[Problem]
A faithful transcription of all the data is required.
┌─ Records to process
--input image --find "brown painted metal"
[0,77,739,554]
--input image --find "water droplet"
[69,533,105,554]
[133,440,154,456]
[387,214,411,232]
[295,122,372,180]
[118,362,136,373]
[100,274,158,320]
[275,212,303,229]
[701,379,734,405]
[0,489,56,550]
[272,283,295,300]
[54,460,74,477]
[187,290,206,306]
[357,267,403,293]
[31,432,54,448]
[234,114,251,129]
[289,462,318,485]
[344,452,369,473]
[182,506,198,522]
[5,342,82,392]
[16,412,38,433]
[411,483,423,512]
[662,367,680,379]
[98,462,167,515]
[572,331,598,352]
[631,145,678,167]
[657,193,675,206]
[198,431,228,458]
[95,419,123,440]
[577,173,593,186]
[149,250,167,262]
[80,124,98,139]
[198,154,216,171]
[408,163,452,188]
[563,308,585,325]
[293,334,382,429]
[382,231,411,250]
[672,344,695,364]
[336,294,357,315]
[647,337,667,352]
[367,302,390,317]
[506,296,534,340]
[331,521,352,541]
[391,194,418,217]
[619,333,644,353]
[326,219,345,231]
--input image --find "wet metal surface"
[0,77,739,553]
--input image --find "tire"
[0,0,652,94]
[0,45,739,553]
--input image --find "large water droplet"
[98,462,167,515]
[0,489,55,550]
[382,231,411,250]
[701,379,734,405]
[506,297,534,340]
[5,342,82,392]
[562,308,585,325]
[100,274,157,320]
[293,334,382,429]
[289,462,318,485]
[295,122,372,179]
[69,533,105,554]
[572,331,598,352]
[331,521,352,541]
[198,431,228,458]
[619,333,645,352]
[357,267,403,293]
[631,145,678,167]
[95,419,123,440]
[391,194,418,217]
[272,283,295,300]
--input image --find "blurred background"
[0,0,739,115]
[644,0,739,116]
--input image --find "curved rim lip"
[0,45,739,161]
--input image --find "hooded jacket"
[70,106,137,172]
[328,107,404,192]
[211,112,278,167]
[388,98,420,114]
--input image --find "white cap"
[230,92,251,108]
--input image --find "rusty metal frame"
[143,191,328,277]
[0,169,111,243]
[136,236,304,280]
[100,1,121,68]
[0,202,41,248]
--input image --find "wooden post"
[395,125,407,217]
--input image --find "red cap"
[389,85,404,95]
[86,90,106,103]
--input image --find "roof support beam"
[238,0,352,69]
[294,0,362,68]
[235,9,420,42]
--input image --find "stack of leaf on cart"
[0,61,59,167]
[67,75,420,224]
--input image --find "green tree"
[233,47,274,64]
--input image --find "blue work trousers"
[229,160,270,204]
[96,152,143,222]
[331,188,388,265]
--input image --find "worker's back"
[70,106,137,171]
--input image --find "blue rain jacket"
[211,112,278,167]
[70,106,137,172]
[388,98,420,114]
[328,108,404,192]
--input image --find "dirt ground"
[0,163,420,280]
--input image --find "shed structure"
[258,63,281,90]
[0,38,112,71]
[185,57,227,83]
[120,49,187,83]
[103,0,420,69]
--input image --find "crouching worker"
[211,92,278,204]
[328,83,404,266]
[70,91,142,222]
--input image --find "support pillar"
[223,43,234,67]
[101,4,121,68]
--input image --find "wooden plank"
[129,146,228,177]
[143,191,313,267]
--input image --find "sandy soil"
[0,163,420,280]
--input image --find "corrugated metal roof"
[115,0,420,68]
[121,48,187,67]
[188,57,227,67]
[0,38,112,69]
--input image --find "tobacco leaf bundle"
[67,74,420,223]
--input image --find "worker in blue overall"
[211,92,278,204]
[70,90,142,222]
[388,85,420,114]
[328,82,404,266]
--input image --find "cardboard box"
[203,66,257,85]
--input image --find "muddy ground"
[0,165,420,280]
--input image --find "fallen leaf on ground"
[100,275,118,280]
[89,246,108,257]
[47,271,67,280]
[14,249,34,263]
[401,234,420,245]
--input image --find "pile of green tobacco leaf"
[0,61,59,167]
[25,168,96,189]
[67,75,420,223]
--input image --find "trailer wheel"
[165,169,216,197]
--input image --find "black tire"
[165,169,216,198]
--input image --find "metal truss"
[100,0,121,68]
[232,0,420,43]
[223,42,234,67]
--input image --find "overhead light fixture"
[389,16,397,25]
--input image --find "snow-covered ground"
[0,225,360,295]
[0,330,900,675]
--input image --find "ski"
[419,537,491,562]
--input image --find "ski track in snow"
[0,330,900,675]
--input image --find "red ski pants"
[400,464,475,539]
└─
[Finished task]
--input image --find "brown painted metal"
[0,77,739,554]
--input image --find "water droplet"
[69,533,105,554]
[133,440,154,456]
[387,214,411,232]
[295,122,372,180]
[118,362,136,373]
[100,274,158,320]
[275,212,303,229]
[701,379,734,405]
[0,489,56,550]
[272,283,295,300]
[54,460,74,477]
[187,290,206,306]
[357,267,403,293]
[31,432,54,448]
[234,114,251,129]
[289,462,318,485]
[344,452,369,473]
[182,506,198,522]
[5,342,82,392]
[16,412,38,433]
[411,483,423,512]
[662,367,680,379]
[98,462,167,515]
[572,331,598,352]
[631,145,678,167]
[657,193,675,206]
[198,431,228,458]
[95,419,123,440]
[577,173,593,186]
[149,250,167,262]
[80,124,98,139]
[198,154,216,171]
[408,163,452,188]
[563,308,585,325]
[293,334,382,429]
[382,231,411,250]
[672,344,695,364]
[336,294,357,315]
[647,337,667,352]
[367,302,390,317]
[506,296,534,340]
[331,521,352,541]
[391,194,418,217]
[619,333,644,353]
[326,219,345,231]
--input image --find "wet metal surface"
[0,77,739,553]
--input image --find "tire"
[0,0,652,94]
[0,45,739,553]
--input image --find "large water droplet"
[98,462,167,515]
[0,489,55,550]
[382,231,411,250]
[701,379,734,405]
[506,297,534,340]
[5,342,82,392]
[562,308,585,325]
[100,274,157,320]
[293,334,382,429]
[289,462,318,485]
[295,122,372,179]
[69,533,105,554]
[572,331,598,352]
[331,521,352,541]
[198,431,228,458]
[619,333,645,352]
[357,267,403,293]
[631,145,678,167]
[95,419,123,440]
[391,194,418,217]
[272,283,295,300]
--input image --find "blurred background"
[0,0,739,115]
[644,0,739,116]
--input image --find "curved rim lip"
[0,45,739,161]
--input image --find "hooded jacket"
[70,106,137,172]
[328,107,404,192]
[211,112,278,167]
[388,98,420,114]
--input image --find "white cap"
[230,92,251,108]
--input image --find "rusty metal frame"
[143,191,328,277]
[0,169,111,243]
[136,236,304,280]
[100,1,121,68]
[0,202,41,248]
--input image --find "wooden post"
[395,125,407,217]
--input image --find "red cap"
[389,85,404,95]
[86,90,106,103]
--input image --find "roof support beam"
[238,0,352,69]
[294,0,362,68]
[235,9,420,42]
--input image --find "stack of leaf on cart"
[0,61,59,167]
[67,75,420,224]
--input image --find "green tree"
[233,47,274,64]
--input image --find "blue work trousers"
[229,160,270,204]
[96,152,143,222]
[331,188,388,265]
--input image --find "worker's back"
[70,106,137,171]
--input image --find "blue rain jacket"
[211,112,278,167]
[70,106,137,172]
[388,98,420,114]
[328,108,404,192]
--input image --find "dirt ground"
[0,163,420,280]
--input image --find "shed structure"
[258,63,281,90]
[0,38,112,71]
[185,57,227,83]
[120,49,187,83]
[103,0,420,69]
--input image --find "crouching worker"
[211,92,278,204]
[328,83,404,266]
[70,91,142,222]
--input image --find "support pillar"
[223,43,234,67]
[101,4,121,68]
--input image --find "wooden plank"
[129,146,228,177]
[143,191,313,267]
--input image --find "sandy soil"
[0,163,420,280]
--input image --find "corrugated metal roof"
[115,0,420,68]
[121,48,187,67]
[188,57,227,67]
[0,38,112,69]
--input image --find "tobacco leaf bundle"
[67,74,420,223]
--input image --find "worker in blue overall"
[211,92,278,204]
[70,90,142,222]
[388,85,420,114]
[328,82,404,266]
--input image --find "cardboard box"
[203,66,257,85]
--input image --find "muddy ground"
[0,165,420,280]
--input image --find "fallen leaf on ground"
[100,275,118,280]
[89,246,108,257]
[47,271,67,280]
[14,249,34,263]
[401,234,420,245]
--input image --find "pile of green tobacco leaf"
[0,61,59,167]
[25,168,96,189]
[67,75,420,223]
--input image --find "trailer wheel"
[165,169,216,197]
--input image --find "black tire"
[165,169,216,198]
--input image --find "metal truss"
[100,0,121,68]
[232,0,420,43]
[223,42,234,67]
--input image --find "overhead light fixture"
[389,16,397,25]
--input image --find "snow-covered ground"
[0,225,360,295]
[0,330,900,675]
--input image --find "ski"
[419,537,491,562]
--input image --find "ski track in snow"
[0,330,900,675]
--input image --find "red ski pants"
[400,464,475,539]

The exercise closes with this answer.